From the text about ITEP below, list every pathway named as part of the program's expansion.

-------- TEXT SHOWN --------

ITEP began in 2015 through a $3.2 million federal Youth Career Connect grant as an answer to area employer needs for skilled tradespersons in industrial technologies, including industrial electrical, industrial mechanical, welding/fabrication, and machine tool/precision machining pathways. In the five years since ITEP pathways were first mapped, Ivy Tech Kokomo has partnered with 15 secondary education partners for programming that has led to work-based learning activities with 53 employer partners. More than 800 students have been served through ITEP and more than 150 students have now completed work-based learning under the ITEP model. Because of its successful implementation, the program has been expanded so students can now use pathways developed in informational technology support, software development, automotive technology, building construction technology, and mechanical engineering technology.

-------- PROVIDED DATA --------

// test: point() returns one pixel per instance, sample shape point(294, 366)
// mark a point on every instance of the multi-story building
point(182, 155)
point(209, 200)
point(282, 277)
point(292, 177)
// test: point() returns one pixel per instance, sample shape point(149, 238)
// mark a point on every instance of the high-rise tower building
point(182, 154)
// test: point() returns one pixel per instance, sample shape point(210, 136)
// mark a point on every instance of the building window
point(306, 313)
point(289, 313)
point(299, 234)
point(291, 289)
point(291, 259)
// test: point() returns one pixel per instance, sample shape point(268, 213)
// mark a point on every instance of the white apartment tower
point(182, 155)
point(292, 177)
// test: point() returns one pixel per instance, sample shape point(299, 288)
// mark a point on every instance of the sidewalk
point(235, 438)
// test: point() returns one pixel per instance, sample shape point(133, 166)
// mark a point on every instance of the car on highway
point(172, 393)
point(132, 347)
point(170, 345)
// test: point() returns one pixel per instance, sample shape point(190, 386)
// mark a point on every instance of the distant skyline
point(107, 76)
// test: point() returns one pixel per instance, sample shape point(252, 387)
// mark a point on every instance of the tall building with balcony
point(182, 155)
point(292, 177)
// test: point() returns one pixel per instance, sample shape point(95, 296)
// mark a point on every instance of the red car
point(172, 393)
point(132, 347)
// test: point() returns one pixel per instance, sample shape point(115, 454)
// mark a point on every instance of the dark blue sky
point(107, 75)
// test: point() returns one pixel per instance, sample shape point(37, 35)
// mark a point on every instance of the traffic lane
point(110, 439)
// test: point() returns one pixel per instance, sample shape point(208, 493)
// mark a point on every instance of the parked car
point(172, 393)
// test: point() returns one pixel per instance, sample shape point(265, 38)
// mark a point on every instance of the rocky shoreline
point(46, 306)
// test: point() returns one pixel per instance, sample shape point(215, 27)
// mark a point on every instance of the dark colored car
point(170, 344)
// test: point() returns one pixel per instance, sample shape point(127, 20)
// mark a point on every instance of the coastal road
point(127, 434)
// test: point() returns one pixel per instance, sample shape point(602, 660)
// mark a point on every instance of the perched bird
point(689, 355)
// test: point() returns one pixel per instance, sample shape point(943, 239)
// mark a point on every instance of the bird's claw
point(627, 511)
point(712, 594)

--------

■ ANSWER TO THE EXERCISE: informational technology support, software development, automotive technology, building construction technology, mechanical engineering technology